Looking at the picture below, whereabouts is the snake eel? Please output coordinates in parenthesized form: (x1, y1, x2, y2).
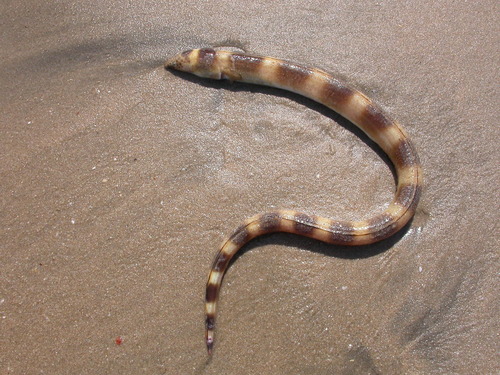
(166, 48, 422, 355)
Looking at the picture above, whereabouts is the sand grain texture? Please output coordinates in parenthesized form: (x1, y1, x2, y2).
(1, 1, 498, 374)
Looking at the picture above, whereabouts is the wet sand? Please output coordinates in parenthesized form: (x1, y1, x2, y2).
(1, 1, 498, 374)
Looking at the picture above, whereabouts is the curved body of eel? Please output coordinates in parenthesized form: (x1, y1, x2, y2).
(165, 48, 422, 355)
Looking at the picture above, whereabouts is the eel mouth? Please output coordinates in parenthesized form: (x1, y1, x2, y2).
(164, 49, 195, 71)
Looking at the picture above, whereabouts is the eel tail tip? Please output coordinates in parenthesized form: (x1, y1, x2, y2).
(206, 336, 214, 356)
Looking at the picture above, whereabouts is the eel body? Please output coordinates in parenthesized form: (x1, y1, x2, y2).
(165, 48, 422, 355)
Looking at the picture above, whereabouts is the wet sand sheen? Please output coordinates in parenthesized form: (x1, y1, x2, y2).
(0, 1, 498, 374)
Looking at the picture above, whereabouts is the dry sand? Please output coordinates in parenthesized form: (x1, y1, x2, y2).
(1, 1, 498, 374)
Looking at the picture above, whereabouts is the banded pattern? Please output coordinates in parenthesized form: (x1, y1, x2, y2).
(166, 48, 422, 355)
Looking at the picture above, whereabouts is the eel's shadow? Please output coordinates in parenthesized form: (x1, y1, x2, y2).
(167, 68, 413, 261)
(232, 216, 415, 265)
(167, 68, 397, 183)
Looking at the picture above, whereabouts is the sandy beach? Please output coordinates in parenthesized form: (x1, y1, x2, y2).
(1, 1, 498, 374)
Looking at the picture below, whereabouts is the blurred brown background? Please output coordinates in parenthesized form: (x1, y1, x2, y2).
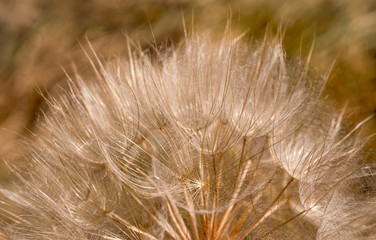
(0, 0, 375, 183)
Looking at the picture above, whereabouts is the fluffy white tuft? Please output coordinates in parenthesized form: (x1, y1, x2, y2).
(0, 33, 375, 240)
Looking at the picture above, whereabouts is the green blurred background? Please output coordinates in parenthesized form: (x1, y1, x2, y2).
(0, 0, 375, 182)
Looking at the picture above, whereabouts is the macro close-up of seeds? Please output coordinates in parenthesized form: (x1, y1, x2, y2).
(0, 1, 375, 239)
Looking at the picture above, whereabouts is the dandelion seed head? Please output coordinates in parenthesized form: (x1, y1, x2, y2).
(0, 32, 375, 239)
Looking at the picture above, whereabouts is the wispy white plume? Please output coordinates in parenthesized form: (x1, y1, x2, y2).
(0, 33, 375, 239)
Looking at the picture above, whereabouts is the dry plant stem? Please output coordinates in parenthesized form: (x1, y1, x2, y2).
(165, 193, 191, 240)
(233, 178, 294, 239)
(183, 188, 200, 240)
(126, 189, 179, 238)
(107, 212, 158, 240)
(215, 137, 251, 238)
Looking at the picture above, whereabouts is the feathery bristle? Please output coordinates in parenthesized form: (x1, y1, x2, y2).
(0, 33, 375, 239)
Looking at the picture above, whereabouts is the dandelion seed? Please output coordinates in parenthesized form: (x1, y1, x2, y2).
(0, 32, 374, 240)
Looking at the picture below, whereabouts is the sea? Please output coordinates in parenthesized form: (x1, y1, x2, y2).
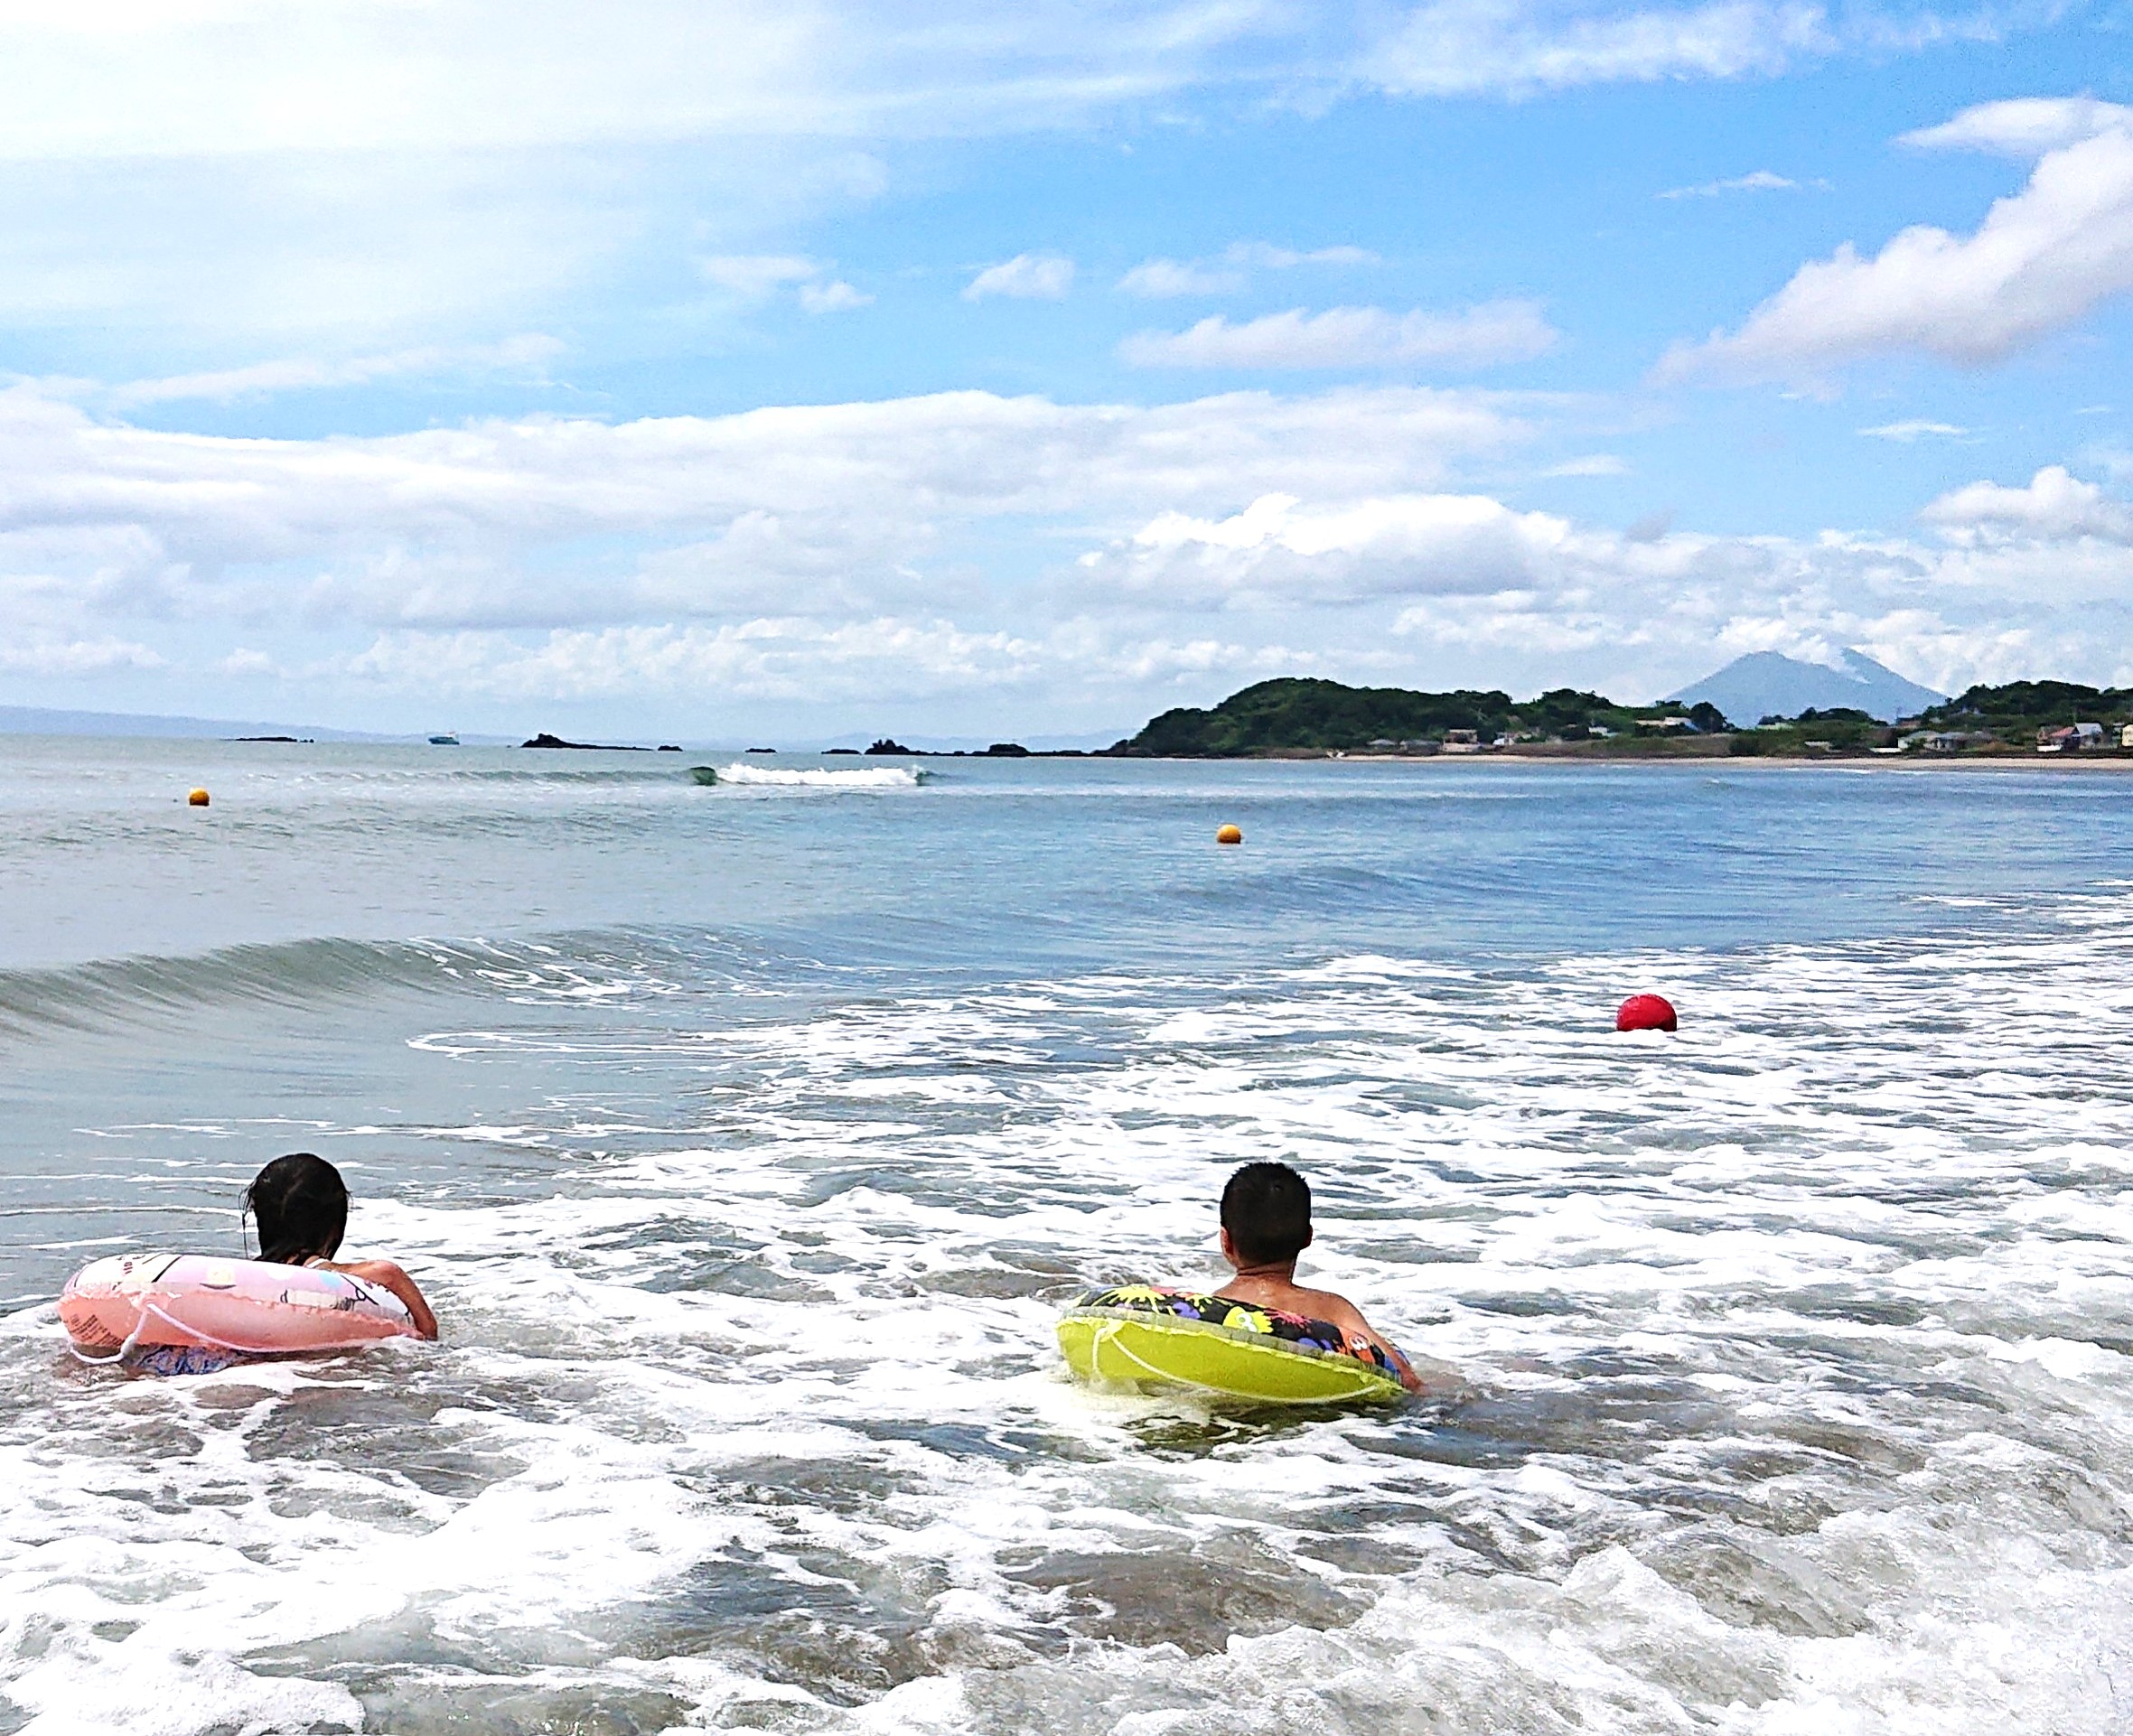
(3, 737, 2131, 1735)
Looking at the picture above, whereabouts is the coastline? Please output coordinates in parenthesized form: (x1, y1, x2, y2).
(1319, 752, 2133, 770)
(1216, 742, 2133, 770)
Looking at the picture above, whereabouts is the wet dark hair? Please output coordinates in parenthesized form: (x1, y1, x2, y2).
(1221, 1161, 1313, 1265)
(243, 1153, 349, 1265)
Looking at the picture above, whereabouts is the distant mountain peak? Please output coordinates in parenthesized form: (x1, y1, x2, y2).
(1667, 649, 1944, 726)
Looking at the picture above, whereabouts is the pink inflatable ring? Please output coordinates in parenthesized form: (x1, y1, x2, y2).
(60, 1253, 419, 1365)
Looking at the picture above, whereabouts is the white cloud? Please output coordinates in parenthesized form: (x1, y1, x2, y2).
(0, 381, 1533, 633)
(798, 279, 872, 313)
(1229, 244, 1377, 270)
(1119, 302, 1558, 369)
(701, 255, 871, 314)
(347, 618, 1049, 702)
(1922, 465, 2133, 544)
(1857, 419, 1970, 442)
(1366, 0, 1833, 98)
(0, 1, 1974, 171)
(1117, 242, 1377, 298)
(1062, 472, 2133, 701)
(1657, 167, 1800, 199)
(0, 6, 2052, 353)
(0, 2, 1300, 163)
(1899, 97, 2133, 160)
(963, 253, 1075, 301)
(0, 4, 1277, 345)
(1086, 491, 1580, 603)
(1547, 453, 1631, 475)
(0, 635, 164, 675)
(699, 255, 822, 299)
(1118, 259, 1247, 297)
(99, 334, 563, 407)
(8, 378, 2133, 718)
(1662, 102, 2133, 381)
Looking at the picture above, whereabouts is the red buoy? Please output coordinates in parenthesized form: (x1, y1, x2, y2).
(1615, 994, 1677, 1033)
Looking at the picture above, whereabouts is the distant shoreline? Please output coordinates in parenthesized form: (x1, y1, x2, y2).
(1255, 747, 2133, 770)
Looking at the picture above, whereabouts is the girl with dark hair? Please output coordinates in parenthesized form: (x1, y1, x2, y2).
(245, 1153, 438, 1339)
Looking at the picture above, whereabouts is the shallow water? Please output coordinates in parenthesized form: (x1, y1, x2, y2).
(3, 741, 2132, 1733)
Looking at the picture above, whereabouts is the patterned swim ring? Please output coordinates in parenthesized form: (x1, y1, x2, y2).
(1057, 1284, 1404, 1405)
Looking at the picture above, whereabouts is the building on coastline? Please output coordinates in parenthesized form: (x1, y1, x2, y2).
(2038, 723, 2106, 752)
(1901, 729, 1996, 753)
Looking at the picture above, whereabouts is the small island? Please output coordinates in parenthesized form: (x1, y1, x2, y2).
(522, 732, 648, 751)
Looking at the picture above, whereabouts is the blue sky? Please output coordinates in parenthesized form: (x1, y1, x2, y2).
(2, 0, 2131, 742)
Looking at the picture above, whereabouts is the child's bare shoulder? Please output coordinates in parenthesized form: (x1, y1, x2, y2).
(1285, 1283, 1369, 1328)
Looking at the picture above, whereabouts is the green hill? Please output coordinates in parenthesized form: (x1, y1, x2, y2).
(1117, 677, 1701, 755)
(1923, 681, 2133, 737)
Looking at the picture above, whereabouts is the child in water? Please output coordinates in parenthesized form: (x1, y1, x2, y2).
(1212, 1161, 1421, 1393)
(245, 1153, 438, 1340)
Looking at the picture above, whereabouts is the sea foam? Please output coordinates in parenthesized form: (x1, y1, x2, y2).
(715, 761, 928, 789)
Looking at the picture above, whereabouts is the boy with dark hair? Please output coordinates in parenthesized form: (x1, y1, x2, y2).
(1215, 1161, 1421, 1393)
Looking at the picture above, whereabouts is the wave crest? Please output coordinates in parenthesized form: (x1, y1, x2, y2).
(712, 762, 928, 789)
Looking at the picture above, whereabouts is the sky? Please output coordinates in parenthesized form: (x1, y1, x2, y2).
(3, 0, 2132, 743)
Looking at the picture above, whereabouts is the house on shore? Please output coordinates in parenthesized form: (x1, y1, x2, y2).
(2038, 723, 2107, 752)
(1901, 729, 1995, 753)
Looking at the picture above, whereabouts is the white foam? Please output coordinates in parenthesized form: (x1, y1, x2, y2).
(11, 895, 2133, 1731)
(714, 761, 927, 789)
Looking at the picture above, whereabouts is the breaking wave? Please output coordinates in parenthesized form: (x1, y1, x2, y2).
(713, 761, 930, 789)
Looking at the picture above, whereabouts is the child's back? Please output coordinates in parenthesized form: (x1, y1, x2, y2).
(1212, 1162, 1420, 1392)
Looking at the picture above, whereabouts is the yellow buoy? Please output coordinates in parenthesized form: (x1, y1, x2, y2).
(187, 788, 210, 807)
(1215, 824, 1242, 845)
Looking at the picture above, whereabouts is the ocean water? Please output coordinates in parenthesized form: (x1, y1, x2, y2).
(4, 738, 2133, 1735)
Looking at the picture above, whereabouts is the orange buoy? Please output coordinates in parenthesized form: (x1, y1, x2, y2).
(1216, 824, 1243, 845)
(1615, 994, 1676, 1032)
(187, 788, 210, 807)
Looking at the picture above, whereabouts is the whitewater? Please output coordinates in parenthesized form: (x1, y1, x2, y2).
(2, 737, 2130, 1734)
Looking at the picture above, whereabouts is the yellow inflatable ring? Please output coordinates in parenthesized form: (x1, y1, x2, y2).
(1057, 1284, 1404, 1405)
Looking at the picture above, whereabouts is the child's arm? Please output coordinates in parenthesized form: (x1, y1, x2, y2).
(331, 1259, 439, 1341)
(1326, 1299, 1424, 1394)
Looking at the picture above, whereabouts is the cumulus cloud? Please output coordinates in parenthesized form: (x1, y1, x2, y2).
(1117, 243, 1377, 298)
(7, 378, 2133, 717)
(0, 381, 1532, 631)
(798, 279, 871, 313)
(1922, 465, 2133, 544)
(1082, 491, 1579, 604)
(1899, 97, 2132, 159)
(0, 635, 164, 675)
(1366, 0, 1833, 98)
(1119, 302, 1558, 369)
(1062, 472, 2133, 700)
(1662, 99, 2133, 381)
(963, 253, 1074, 301)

*What this task involves*
Exactly repeat the lines from the line that contains "Looking at the picture above, whereabouts is the child's arm?" to the end of the entries, both included, and leave out all other lines.

*Solution to this exercise*
Looking at the picture above, whereabouts is the child's arm? Please output coordinates in parenthesized form: (x1, y1, x2, y2).
(331, 1259, 439, 1341)
(1326, 1299, 1424, 1394)
Looking at the picture above, whereabouts is the cumulus cloud? Please output coordinates in parenthesized form: (x1, y1, x2, y2).
(1117, 243, 1377, 298)
(7, 378, 2133, 717)
(0, 381, 1532, 631)
(798, 279, 871, 313)
(1922, 465, 2133, 544)
(1082, 491, 1579, 604)
(1899, 97, 2132, 159)
(0, 635, 164, 675)
(1366, 0, 1833, 98)
(1119, 302, 1558, 369)
(1062, 472, 2133, 700)
(1662, 99, 2133, 381)
(963, 253, 1074, 301)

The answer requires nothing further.